== Passage ==
________________________________________

Russia’s Election Hackers Use D.C. Cyber Warfare Conference as Bait
The Kremlin’s top hackers are turning a gathering packed with NATO and U.S. military cyber defenders into an opportunity for more attacks.
The Russian military hackers behind last year’s election meddling are using an upcoming cyber warfare conference in Washington D.C. as a lure to infect a new crop of victims with malware, security researchers said Sunday, effectively turning a high-level gathering packed with NATO and U.S. military cyber defenders into an opportunity for more attacks.
The new campaign by the hackers known as Fancy Bear and APT28 began in early October, when the hackers began spamming out a flier for next month’s International Conference on Cyber Conflict, or CyCon U.S. Hosted by the U.S. Army and a NATO cyber defense institute, the gathering features speakers like former NSA chief Keith Alexander, Gen. Paul Nakasone, who leads the U.S. Army Cyber Command, and Senator Martin Heinrich, a prominent Kremlin critic on the Senate Intelligence Committee’s investigation into Russian election meddling.
The Russian hackers’ flier for the event is a Microsoft Word document named “Conference_on_Cyber_Conflict.doc”. It contains the logos of the conference organizers and a sponsor, and text copied from the conference website touting the 2017 theme, “The Future of Cyber Conflict.” But Russia isn’t distributing the document to boost attendance. Buried inside is a malicious macro that downloads and installs malware called Seduploader, a Fancy Bear reconnaissance program that lets the hackers take screenshots and gather basic system information to decide if the victim is worth spying on long-term.
Beyond the simple irony of using a U.S. and NATO cyber security confab as bait for a hack attack, the campaign suggests that Fancy Bear is specifically interested in spying on efforts to thwart its hacking of Western targets.
“This conference has a lot of interesting attendees including current serving military members,” said Warren Mercer, technical leader at Cisco’s Talos threat intelligence group, which exposed the attack in a blog post on Sunday. “The attack on these kinds of individuals could yield extremely sensitive information and this is most likely what the actors were hoping for in this instance.”

________________________________________

== Data provided ==
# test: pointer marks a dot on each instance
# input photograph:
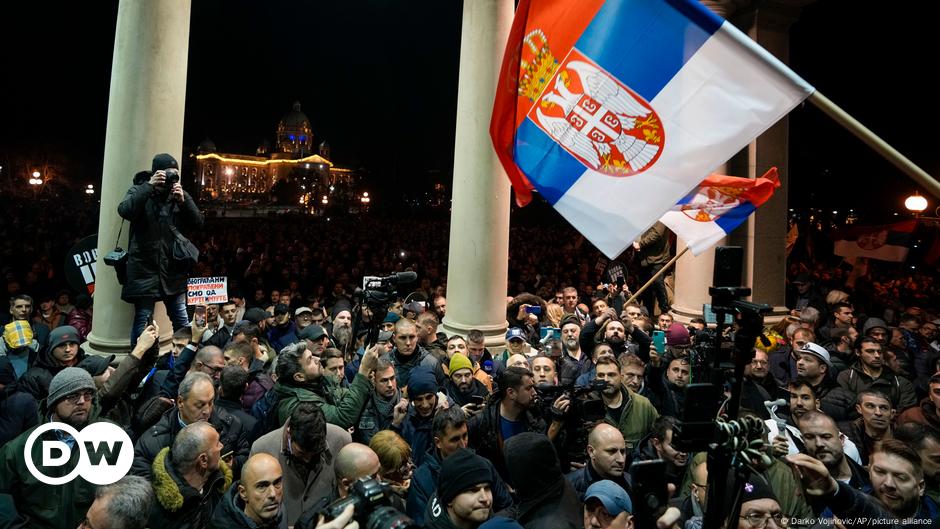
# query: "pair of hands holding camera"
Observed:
(176, 191)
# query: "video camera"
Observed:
(371, 501)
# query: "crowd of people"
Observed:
(292, 400)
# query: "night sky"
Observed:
(378, 80)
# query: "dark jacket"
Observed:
(151, 270)
(37, 378)
(178, 505)
(485, 436)
(230, 514)
(232, 435)
(424, 484)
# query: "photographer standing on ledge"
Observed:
(158, 210)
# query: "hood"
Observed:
(170, 489)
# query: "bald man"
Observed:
(255, 500)
(354, 461)
(607, 454)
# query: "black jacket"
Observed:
(230, 514)
(232, 435)
(151, 270)
(178, 505)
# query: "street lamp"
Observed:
(915, 203)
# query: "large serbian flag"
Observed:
(717, 206)
(614, 110)
(886, 243)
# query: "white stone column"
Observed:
(479, 222)
(145, 117)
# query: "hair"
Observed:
(661, 425)
(512, 377)
(188, 444)
(242, 350)
(630, 359)
(190, 380)
(427, 318)
(873, 393)
(452, 417)
(475, 336)
(249, 329)
(308, 427)
(609, 360)
(232, 382)
(130, 500)
(393, 451)
(900, 449)
(186, 333)
(288, 362)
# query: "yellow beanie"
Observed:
(459, 361)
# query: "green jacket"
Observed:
(636, 419)
(342, 406)
(47, 506)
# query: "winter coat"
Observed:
(37, 378)
(342, 406)
(424, 484)
(485, 436)
(152, 272)
(636, 419)
(302, 490)
(232, 435)
(81, 320)
(177, 504)
(230, 514)
(897, 388)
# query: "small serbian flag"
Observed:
(614, 110)
(886, 243)
(717, 206)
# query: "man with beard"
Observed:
(380, 408)
(254, 502)
(874, 424)
(629, 412)
(409, 355)
(897, 481)
(823, 441)
(607, 459)
(574, 360)
(464, 390)
(464, 497)
(301, 378)
(70, 401)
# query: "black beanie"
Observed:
(460, 472)
(162, 162)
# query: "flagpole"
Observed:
(656, 275)
(930, 184)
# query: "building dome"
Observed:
(206, 146)
(294, 134)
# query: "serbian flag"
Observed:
(614, 110)
(886, 243)
(717, 206)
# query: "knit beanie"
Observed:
(461, 471)
(421, 382)
(457, 362)
(68, 381)
(162, 162)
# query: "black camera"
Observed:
(172, 176)
(371, 501)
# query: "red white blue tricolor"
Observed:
(614, 110)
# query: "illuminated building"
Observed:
(231, 176)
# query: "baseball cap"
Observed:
(612, 496)
(514, 333)
(817, 351)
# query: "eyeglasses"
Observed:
(74, 397)
(759, 520)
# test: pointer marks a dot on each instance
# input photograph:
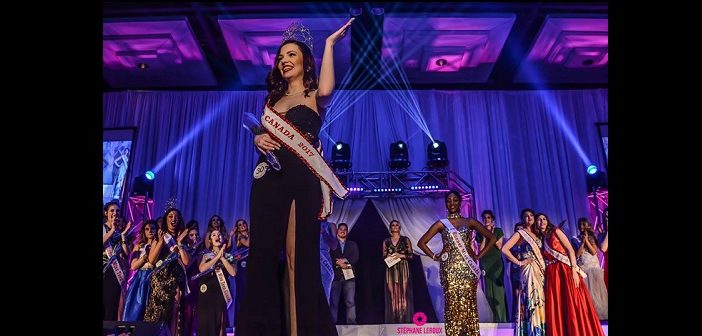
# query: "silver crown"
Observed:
(297, 32)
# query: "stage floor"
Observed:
(429, 329)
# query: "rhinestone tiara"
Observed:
(297, 32)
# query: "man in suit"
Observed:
(345, 256)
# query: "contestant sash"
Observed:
(171, 244)
(535, 249)
(456, 237)
(287, 134)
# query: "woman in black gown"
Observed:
(285, 204)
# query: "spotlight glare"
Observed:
(378, 11)
(591, 169)
(355, 11)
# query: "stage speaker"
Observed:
(125, 328)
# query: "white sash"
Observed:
(224, 287)
(562, 258)
(287, 134)
(535, 248)
(456, 237)
(115, 266)
(171, 244)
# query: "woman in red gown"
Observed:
(569, 309)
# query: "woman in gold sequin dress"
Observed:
(458, 281)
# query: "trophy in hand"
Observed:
(254, 126)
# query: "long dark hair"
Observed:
(277, 85)
(549, 227)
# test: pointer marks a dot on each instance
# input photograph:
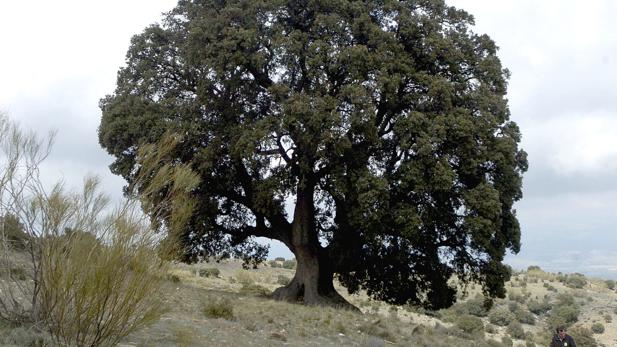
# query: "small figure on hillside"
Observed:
(561, 339)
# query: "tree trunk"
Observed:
(312, 283)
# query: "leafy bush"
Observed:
(283, 280)
(255, 290)
(538, 307)
(12, 232)
(244, 278)
(500, 316)
(576, 281)
(565, 300)
(507, 341)
(524, 316)
(583, 336)
(173, 278)
(274, 264)
(289, 264)
(563, 315)
(209, 272)
(515, 329)
(469, 324)
(218, 308)
(86, 292)
(517, 297)
(597, 328)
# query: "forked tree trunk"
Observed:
(312, 283)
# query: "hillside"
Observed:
(220, 304)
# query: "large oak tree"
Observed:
(384, 124)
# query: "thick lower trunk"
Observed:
(312, 284)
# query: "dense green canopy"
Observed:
(384, 124)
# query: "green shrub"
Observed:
(274, 264)
(209, 272)
(469, 324)
(244, 278)
(517, 297)
(25, 336)
(283, 280)
(538, 307)
(289, 264)
(500, 316)
(563, 315)
(565, 300)
(13, 232)
(15, 273)
(524, 316)
(597, 328)
(255, 290)
(583, 336)
(173, 278)
(576, 281)
(218, 308)
(507, 341)
(515, 329)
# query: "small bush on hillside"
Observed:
(562, 315)
(173, 278)
(524, 316)
(255, 290)
(12, 232)
(274, 264)
(515, 329)
(490, 328)
(517, 297)
(283, 280)
(597, 328)
(565, 300)
(218, 308)
(25, 336)
(576, 281)
(14, 273)
(469, 324)
(209, 272)
(583, 336)
(538, 307)
(244, 278)
(500, 316)
(289, 264)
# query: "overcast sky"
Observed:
(58, 58)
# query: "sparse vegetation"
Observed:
(209, 272)
(289, 264)
(218, 308)
(500, 316)
(597, 328)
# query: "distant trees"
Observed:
(384, 124)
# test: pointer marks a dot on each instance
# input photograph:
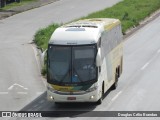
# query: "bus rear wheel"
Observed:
(102, 95)
(114, 86)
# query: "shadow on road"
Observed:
(62, 109)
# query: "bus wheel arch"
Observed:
(117, 75)
(102, 94)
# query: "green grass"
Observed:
(42, 36)
(15, 4)
(130, 13)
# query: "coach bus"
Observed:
(84, 60)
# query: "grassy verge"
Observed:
(130, 12)
(15, 4)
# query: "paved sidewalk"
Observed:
(15, 10)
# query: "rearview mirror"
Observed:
(98, 58)
(43, 54)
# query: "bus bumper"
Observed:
(87, 97)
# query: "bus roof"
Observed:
(81, 32)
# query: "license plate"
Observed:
(71, 98)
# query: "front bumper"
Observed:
(87, 97)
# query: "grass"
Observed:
(130, 13)
(15, 4)
(42, 36)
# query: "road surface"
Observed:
(20, 78)
(138, 88)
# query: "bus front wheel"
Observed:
(100, 100)
(114, 86)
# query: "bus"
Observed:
(84, 60)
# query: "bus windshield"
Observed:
(71, 64)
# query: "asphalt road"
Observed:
(138, 88)
(20, 79)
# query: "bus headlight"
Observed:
(92, 89)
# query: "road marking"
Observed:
(22, 93)
(15, 84)
(145, 66)
(42, 101)
(116, 96)
(3, 93)
(39, 93)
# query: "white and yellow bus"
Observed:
(84, 60)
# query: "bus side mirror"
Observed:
(98, 58)
(43, 54)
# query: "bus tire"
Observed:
(114, 86)
(101, 99)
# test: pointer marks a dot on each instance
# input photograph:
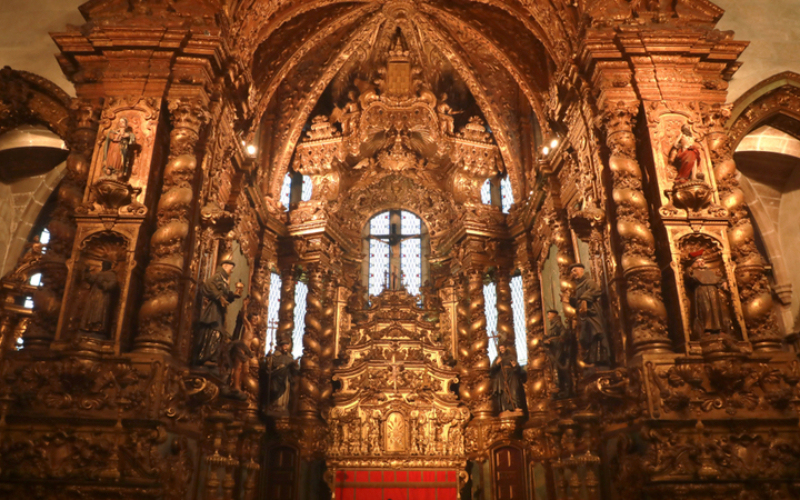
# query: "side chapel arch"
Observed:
(765, 135)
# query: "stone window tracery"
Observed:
(396, 243)
(518, 309)
(274, 304)
(300, 295)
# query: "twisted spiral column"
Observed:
(539, 378)
(327, 339)
(641, 274)
(309, 387)
(462, 338)
(47, 299)
(755, 292)
(158, 316)
(480, 385)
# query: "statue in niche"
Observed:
(374, 432)
(212, 333)
(118, 150)
(560, 343)
(33, 251)
(99, 303)
(278, 372)
(685, 156)
(445, 112)
(240, 354)
(590, 318)
(709, 298)
(507, 377)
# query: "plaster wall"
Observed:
(25, 43)
(773, 29)
(20, 204)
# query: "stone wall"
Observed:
(20, 205)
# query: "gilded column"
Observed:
(47, 299)
(642, 277)
(755, 292)
(461, 291)
(309, 385)
(327, 338)
(159, 313)
(565, 257)
(480, 385)
(505, 316)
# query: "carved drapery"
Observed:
(159, 313)
(646, 311)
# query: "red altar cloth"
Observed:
(396, 485)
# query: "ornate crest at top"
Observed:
(397, 124)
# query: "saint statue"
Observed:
(591, 320)
(217, 295)
(711, 313)
(240, 354)
(685, 156)
(507, 377)
(560, 344)
(445, 112)
(33, 251)
(278, 370)
(118, 150)
(99, 304)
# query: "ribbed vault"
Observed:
(487, 53)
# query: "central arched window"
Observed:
(396, 242)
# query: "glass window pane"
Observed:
(486, 192)
(410, 224)
(308, 186)
(273, 307)
(490, 310)
(379, 225)
(286, 191)
(518, 309)
(36, 279)
(506, 195)
(378, 266)
(411, 264)
(300, 294)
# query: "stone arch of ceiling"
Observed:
(771, 174)
(303, 50)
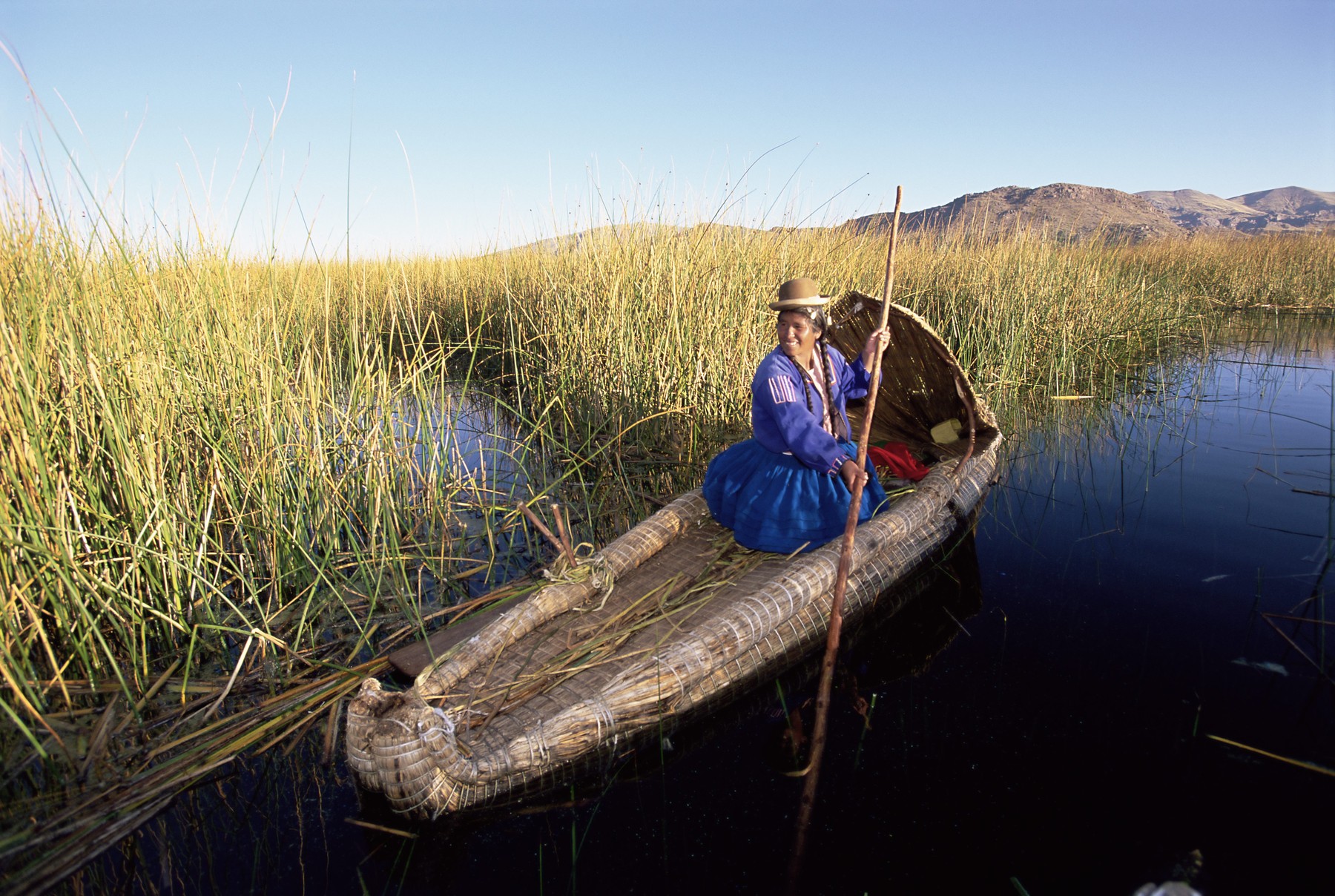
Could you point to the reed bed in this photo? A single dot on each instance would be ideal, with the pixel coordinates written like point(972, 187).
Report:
point(217, 469)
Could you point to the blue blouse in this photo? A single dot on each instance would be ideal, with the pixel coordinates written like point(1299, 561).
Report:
point(780, 418)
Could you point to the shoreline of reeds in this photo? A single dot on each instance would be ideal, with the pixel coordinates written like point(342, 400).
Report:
point(208, 475)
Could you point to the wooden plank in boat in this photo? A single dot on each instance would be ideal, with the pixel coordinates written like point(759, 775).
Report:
point(415, 657)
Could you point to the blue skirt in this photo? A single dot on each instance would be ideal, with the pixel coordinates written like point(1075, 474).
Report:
point(774, 502)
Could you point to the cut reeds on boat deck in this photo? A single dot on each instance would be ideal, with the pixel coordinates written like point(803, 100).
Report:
point(668, 620)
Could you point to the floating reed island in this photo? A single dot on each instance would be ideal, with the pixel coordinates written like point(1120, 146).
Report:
point(672, 617)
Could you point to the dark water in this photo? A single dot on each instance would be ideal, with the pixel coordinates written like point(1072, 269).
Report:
point(1114, 617)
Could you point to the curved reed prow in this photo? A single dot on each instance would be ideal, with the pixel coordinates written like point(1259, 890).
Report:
point(923, 385)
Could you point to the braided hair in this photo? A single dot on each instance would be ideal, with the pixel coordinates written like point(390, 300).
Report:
point(819, 320)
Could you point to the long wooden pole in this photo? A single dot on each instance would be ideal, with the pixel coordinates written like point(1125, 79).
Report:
point(846, 561)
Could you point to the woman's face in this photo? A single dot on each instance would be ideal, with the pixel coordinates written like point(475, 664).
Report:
point(797, 334)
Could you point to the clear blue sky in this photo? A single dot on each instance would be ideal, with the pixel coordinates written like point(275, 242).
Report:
point(473, 125)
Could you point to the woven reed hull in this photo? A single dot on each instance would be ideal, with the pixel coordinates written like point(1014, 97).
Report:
point(502, 717)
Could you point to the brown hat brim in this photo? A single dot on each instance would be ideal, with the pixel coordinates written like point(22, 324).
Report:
point(809, 302)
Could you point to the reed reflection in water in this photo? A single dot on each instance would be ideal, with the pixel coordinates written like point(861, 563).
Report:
point(1134, 567)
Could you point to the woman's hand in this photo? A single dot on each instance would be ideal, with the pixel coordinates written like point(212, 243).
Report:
point(883, 337)
point(852, 475)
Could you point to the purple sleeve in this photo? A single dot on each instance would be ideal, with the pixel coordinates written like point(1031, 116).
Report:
point(780, 417)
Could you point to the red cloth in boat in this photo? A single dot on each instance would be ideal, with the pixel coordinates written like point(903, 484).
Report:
point(896, 458)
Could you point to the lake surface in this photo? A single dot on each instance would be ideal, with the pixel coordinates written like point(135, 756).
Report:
point(1115, 609)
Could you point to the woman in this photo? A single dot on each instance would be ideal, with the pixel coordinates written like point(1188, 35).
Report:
point(789, 488)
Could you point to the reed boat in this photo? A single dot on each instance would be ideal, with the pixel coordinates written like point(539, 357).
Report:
point(673, 617)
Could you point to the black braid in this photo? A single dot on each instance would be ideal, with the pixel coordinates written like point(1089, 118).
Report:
point(807, 392)
point(836, 418)
point(817, 318)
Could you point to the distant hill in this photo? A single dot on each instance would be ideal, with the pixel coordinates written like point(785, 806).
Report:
point(1194, 210)
point(1076, 211)
point(1068, 210)
point(1268, 211)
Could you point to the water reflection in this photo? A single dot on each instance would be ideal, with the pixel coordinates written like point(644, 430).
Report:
point(1138, 562)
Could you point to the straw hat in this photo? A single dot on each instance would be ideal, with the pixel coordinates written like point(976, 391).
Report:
point(800, 293)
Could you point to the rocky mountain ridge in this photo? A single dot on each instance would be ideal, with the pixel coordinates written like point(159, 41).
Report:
point(1079, 211)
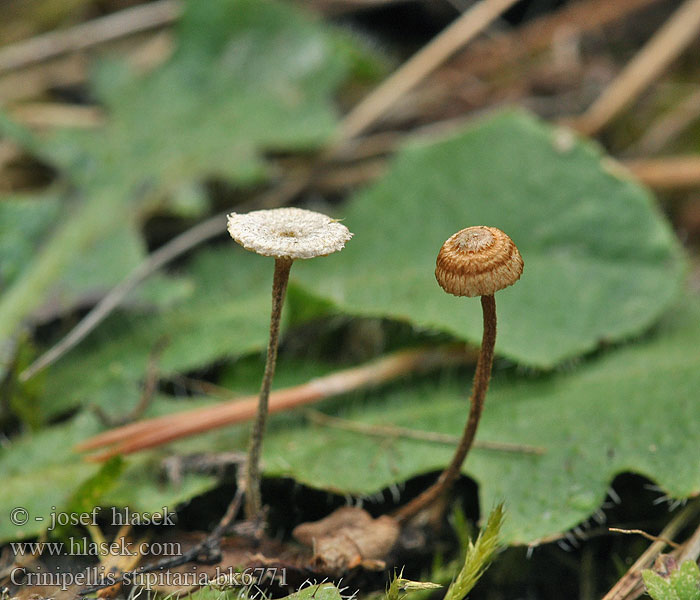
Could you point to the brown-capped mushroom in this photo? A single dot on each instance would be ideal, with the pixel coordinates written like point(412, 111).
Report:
point(286, 234)
point(476, 261)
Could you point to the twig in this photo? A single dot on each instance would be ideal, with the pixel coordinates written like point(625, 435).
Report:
point(691, 547)
point(365, 114)
point(631, 582)
point(669, 172)
point(652, 538)
point(167, 252)
point(666, 44)
point(157, 431)
point(486, 56)
point(47, 114)
point(384, 431)
point(425, 61)
point(98, 31)
point(669, 126)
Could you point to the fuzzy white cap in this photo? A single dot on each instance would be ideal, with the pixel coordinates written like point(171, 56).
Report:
point(288, 232)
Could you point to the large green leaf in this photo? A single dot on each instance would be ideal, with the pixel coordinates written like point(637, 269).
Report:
point(225, 313)
point(247, 77)
point(600, 262)
point(633, 409)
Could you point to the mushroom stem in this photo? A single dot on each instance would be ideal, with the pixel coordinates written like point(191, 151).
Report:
point(253, 503)
point(482, 376)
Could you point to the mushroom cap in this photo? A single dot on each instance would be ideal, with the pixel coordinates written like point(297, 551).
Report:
point(288, 232)
point(478, 261)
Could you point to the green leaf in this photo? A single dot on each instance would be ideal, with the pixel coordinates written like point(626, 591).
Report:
point(686, 580)
point(225, 313)
point(633, 409)
point(601, 263)
point(479, 556)
point(247, 77)
point(658, 587)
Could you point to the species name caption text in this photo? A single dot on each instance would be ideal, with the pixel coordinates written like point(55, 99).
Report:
point(101, 577)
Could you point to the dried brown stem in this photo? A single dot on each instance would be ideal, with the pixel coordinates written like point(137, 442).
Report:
point(630, 586)
point(482, 376)
point(253, 501)
point(160, 430)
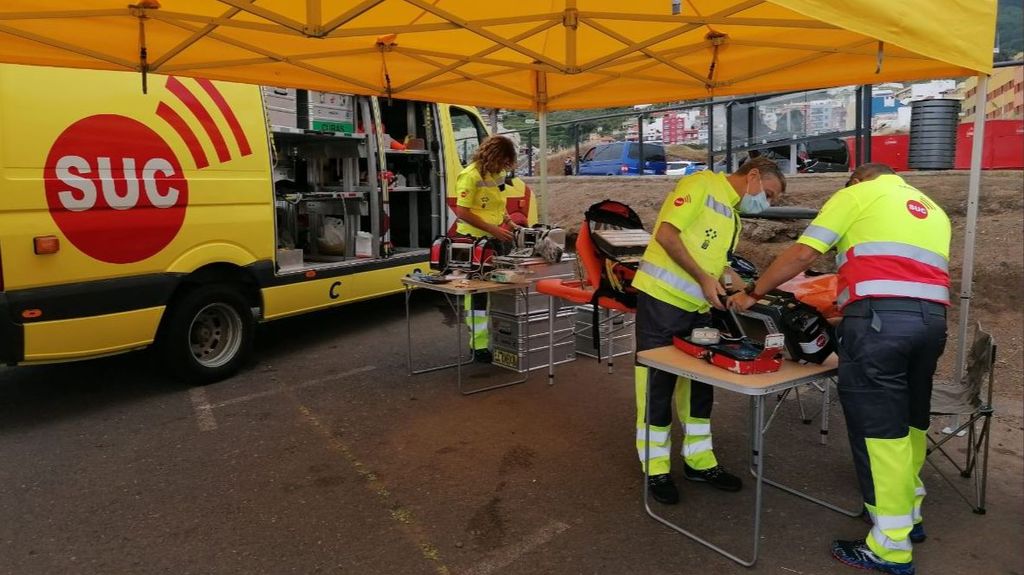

________________________________________

== Using the information ==
1) Summarize the article on Russia's election hackers in two sentences.
2) According to the article on Russia's election hackers, what is the file name of the Word document the hackers used as a conference flier?

== Written responses ==
1) The Russian military hackers known as Fancy Bear and APT28, who were behind last year's election meddling, began spamming out a flier in early October for CyCon U.S., a Washington D.C. cyber warfare conference hosted by the U.S. Army and a NATO cyber defense institute. The flier is a Word document with a hidden malicious macro that installs Seduploader reconnaissance malware, and the campaign suggests the group wants to spy on efforts to thwart its hacking of Western targets.

2) The document is named "Conference_on_Cyber_Conflict.doc".